Aim :: Return the lines below exactly, starting with the line that contains "Where can you see the long" and stopping after the last line.

* start *

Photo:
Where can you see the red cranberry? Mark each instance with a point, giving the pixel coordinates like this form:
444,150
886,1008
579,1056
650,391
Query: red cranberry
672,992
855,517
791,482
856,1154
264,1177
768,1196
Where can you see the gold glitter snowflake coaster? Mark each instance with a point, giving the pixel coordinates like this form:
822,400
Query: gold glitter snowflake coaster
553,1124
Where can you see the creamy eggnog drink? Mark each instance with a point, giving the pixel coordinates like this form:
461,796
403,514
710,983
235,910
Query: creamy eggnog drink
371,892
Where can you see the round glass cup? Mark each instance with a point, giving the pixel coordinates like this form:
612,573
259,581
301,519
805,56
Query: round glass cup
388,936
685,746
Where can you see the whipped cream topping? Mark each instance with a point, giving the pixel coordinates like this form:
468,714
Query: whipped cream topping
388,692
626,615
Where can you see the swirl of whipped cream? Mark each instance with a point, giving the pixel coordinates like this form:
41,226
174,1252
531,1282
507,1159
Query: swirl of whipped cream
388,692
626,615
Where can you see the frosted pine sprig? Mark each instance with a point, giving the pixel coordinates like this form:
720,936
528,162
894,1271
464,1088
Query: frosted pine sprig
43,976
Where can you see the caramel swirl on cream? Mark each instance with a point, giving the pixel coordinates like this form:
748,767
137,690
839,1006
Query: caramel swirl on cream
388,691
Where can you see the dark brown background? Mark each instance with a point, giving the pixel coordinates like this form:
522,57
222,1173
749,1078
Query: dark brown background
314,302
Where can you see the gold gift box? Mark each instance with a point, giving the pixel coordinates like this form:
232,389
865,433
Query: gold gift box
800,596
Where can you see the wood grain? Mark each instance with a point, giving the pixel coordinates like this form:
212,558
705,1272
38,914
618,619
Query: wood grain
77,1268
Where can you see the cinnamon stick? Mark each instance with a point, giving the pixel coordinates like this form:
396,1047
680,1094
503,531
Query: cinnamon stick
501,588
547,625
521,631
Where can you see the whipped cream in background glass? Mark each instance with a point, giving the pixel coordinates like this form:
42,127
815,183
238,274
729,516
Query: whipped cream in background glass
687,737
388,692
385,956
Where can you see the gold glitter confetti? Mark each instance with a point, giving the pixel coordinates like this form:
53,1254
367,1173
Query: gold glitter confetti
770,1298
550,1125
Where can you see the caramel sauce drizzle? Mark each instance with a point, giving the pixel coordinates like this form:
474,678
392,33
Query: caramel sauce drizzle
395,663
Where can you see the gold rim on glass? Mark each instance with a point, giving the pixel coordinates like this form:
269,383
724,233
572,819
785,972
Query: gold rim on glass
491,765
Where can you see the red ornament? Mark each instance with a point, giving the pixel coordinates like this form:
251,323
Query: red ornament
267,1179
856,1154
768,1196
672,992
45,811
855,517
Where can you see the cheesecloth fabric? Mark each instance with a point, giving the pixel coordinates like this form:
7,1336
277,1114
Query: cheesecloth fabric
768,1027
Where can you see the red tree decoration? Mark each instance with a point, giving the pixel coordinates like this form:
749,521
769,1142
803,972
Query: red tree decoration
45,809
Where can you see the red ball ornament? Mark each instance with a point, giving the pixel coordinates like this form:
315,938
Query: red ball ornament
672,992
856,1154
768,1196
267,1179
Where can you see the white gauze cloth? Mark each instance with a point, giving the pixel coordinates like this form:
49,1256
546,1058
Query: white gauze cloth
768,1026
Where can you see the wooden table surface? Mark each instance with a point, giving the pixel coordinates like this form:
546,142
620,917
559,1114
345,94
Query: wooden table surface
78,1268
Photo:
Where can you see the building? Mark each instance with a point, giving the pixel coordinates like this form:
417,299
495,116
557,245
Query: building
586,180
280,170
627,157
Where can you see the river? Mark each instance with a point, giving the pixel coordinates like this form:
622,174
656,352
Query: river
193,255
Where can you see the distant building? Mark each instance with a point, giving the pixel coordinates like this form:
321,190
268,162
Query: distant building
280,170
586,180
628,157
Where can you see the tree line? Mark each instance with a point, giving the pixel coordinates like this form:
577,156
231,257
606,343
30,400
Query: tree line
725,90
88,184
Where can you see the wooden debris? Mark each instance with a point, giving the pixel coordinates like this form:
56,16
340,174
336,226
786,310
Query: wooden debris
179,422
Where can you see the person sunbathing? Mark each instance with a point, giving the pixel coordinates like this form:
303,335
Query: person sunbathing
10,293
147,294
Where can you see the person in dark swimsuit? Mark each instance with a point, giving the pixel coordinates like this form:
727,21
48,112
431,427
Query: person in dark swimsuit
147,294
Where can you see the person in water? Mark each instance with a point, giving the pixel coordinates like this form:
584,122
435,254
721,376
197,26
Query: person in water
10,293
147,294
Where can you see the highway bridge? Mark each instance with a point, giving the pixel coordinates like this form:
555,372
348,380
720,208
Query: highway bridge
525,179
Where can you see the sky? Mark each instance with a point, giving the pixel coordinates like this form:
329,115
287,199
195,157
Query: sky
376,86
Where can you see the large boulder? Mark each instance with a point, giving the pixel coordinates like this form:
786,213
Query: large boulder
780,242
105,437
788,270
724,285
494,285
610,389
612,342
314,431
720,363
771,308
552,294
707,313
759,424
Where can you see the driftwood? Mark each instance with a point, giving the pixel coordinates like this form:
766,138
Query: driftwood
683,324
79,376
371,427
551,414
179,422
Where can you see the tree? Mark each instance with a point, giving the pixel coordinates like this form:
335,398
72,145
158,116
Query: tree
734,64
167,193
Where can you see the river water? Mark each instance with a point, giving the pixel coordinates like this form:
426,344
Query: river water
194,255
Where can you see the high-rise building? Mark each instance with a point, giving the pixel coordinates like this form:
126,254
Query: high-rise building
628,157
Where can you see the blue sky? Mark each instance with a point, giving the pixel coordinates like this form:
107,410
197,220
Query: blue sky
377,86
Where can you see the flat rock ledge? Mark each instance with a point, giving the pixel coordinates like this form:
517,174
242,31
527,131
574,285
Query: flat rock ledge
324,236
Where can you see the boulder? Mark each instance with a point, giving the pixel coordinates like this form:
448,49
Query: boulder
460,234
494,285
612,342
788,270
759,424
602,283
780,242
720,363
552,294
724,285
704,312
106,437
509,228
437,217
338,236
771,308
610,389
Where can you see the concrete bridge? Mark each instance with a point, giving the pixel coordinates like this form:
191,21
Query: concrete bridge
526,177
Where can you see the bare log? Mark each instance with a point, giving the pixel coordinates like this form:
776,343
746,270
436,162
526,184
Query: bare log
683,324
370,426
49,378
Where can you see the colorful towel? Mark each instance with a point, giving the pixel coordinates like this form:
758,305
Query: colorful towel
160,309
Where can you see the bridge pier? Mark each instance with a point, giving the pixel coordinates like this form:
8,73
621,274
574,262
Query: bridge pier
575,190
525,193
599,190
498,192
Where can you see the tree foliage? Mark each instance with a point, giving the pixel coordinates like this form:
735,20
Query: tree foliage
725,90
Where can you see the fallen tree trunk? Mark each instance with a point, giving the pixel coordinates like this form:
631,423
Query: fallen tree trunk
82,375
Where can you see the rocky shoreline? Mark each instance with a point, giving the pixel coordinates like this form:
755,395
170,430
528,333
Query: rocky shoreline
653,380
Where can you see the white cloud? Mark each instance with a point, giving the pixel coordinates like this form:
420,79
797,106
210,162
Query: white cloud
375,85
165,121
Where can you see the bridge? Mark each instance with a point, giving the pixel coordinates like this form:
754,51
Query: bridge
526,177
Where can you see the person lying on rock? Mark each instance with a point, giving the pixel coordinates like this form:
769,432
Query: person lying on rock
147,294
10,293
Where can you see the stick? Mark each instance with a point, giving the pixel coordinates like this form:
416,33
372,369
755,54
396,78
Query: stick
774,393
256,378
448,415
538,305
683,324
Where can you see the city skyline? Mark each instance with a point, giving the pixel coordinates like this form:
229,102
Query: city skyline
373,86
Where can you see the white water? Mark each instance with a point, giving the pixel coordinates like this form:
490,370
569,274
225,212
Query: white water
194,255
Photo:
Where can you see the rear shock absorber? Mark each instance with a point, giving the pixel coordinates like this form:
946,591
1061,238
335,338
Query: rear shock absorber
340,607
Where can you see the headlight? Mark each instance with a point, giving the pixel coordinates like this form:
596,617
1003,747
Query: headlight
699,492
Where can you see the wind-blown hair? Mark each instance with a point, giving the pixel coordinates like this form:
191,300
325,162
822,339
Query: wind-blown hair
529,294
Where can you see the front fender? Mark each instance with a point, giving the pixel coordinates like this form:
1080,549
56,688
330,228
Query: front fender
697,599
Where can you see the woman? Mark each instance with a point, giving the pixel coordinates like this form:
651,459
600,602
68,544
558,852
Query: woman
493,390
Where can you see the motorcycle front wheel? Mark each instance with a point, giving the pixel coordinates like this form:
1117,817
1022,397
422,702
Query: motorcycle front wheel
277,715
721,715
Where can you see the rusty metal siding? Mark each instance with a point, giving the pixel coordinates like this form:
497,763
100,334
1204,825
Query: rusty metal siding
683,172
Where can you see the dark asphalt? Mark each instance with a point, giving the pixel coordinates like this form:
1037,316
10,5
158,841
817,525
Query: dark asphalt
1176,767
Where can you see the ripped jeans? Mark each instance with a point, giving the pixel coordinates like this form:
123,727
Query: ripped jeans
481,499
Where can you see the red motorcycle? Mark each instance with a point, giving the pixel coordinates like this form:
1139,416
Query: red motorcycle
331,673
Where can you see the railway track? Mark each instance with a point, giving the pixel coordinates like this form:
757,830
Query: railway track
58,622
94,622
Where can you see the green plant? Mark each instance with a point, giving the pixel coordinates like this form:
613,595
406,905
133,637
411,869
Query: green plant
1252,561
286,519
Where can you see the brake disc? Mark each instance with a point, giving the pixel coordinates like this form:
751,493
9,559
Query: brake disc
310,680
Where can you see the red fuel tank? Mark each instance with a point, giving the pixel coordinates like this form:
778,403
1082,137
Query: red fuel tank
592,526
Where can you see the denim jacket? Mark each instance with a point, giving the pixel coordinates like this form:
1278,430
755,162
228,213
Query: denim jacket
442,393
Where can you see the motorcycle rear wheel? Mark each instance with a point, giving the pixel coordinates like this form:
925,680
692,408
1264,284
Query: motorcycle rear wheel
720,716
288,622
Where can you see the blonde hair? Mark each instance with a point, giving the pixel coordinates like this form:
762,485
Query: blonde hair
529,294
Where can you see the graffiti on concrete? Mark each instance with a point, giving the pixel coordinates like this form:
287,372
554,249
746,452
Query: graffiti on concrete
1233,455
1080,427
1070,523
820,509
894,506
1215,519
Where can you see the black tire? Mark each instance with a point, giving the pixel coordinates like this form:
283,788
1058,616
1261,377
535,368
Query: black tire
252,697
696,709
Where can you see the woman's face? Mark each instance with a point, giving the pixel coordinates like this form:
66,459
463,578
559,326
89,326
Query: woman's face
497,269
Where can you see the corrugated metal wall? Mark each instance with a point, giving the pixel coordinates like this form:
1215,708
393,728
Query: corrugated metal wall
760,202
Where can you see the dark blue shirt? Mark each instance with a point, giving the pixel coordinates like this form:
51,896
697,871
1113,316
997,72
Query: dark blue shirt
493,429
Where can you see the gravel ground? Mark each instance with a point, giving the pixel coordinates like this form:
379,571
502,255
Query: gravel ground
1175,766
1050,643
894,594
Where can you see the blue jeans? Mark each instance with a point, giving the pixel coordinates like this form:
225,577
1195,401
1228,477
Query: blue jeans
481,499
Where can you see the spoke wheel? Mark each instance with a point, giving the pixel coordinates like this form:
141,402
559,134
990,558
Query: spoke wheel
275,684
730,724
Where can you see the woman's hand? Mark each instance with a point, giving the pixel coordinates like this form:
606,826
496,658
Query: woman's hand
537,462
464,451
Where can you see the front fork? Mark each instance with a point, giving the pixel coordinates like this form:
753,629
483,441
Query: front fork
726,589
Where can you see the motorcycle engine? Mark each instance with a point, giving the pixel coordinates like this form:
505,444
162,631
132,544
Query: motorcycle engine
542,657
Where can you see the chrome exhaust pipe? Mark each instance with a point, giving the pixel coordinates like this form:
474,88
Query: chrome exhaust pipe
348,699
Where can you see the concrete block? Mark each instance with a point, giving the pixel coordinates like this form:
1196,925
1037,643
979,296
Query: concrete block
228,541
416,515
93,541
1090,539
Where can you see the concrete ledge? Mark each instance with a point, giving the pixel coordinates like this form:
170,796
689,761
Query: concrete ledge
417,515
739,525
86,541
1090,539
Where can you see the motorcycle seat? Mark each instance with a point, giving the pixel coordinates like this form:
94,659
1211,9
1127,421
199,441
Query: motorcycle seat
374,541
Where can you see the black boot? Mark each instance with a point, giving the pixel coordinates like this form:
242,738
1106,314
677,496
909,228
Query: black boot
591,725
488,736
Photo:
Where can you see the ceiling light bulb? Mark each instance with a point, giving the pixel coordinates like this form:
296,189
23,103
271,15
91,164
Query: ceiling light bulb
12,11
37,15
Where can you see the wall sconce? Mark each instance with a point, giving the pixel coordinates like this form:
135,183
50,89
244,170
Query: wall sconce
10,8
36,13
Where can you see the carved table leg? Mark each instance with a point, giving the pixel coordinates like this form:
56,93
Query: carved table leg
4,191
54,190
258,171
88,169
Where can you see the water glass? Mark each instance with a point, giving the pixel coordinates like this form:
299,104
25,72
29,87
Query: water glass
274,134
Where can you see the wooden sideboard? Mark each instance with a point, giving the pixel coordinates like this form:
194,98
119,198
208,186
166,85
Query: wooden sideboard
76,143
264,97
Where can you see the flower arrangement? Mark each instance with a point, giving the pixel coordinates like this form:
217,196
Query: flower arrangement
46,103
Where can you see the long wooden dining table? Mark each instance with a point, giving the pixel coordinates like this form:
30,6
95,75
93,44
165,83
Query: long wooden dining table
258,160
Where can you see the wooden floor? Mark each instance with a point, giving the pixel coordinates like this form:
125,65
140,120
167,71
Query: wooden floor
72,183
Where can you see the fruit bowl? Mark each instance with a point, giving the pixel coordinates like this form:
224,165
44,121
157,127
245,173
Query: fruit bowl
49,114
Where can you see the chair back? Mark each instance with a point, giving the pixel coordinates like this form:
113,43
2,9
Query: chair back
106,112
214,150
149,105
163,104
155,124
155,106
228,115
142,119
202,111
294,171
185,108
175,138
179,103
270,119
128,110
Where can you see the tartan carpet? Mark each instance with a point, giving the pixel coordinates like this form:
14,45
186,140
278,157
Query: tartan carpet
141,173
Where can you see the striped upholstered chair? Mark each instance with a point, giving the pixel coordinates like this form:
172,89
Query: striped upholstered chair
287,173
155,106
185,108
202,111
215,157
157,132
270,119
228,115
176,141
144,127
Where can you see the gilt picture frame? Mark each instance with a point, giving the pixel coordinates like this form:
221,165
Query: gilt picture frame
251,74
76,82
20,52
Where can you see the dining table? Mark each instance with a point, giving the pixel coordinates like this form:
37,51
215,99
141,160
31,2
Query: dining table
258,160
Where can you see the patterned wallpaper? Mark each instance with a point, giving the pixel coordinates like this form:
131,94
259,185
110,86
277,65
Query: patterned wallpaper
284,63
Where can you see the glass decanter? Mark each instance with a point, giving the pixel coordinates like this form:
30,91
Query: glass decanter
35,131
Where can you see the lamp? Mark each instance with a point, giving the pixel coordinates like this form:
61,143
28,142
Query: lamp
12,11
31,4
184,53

* end *

Answer for this exercise ::
Where can you see the long wooden dining table? Mark each instance with a point, giving the pixel coordinates like this form:
30,6
95,75
93,44
165,83
Query: long wooden dining table
258,160
Where can you see the wooden floor? Mark each instance with a point, giving the pixel coordinates like this form:
125,65
140,120
167,71
Query: wooden floor
72,183
Where can you see the fruit bowl? Mark each instance with a point, giving the pixel coordinates like this form:
224,165
44,121
157,127
245,173
Query: fruit bowl
49,114
Where can you see the chair back? Mark each instance with a point, giving the pixel coordinates like this form:
113,43
2,9
Query: chair back
106,112
214,150
149,105
163,104
155,124
155,106
228,115
142,119
202,111
294,171
185,108
175,138
179,103
270,119
128,110
Where can you see the tartan carpet? Mark each instance with a point, giving the pixel coordinates like this form:
14,45
186,140
278,157
Query: tartan carpet
141,173
Where can you see the striped upholstered chair? Mark each instance with a point, giving the pixel coordinates like this form:
172,89
Query: striped upholstered chair
287,173
155,106
185,108
202,111
215,157
157,132
270,119
228,115
176,141
144,127
Where can you see the gilt picture frame? Mark each instance with a point, giving the pixel coordinates like this form:
221,165
Query: gilt picture frame
251,74
76,82
20,52
Where can you see the dining table? Mark each instance with a point, giving the pixel coordinates like this form:
37,51
215,99
141,160
31,2
Query: dining table
258,160
Where can you see the patterned wallpaper? Mark each instance with a point, giving the pixel coordinates like this form:
131,94
259,185
110,86
277,65
Query: patterned wallpaper
284,63
Where can you see the glass decanter? Mark each instance with a point, giving the pixel coordinates like this form:
30,91
Query: glass decanter
35,131
Where can you see the lamp? Mark each instance with a point, giving the pixel coordinates like this form:
61,143
28,142
Query: lamp
12,11
31,4
184,53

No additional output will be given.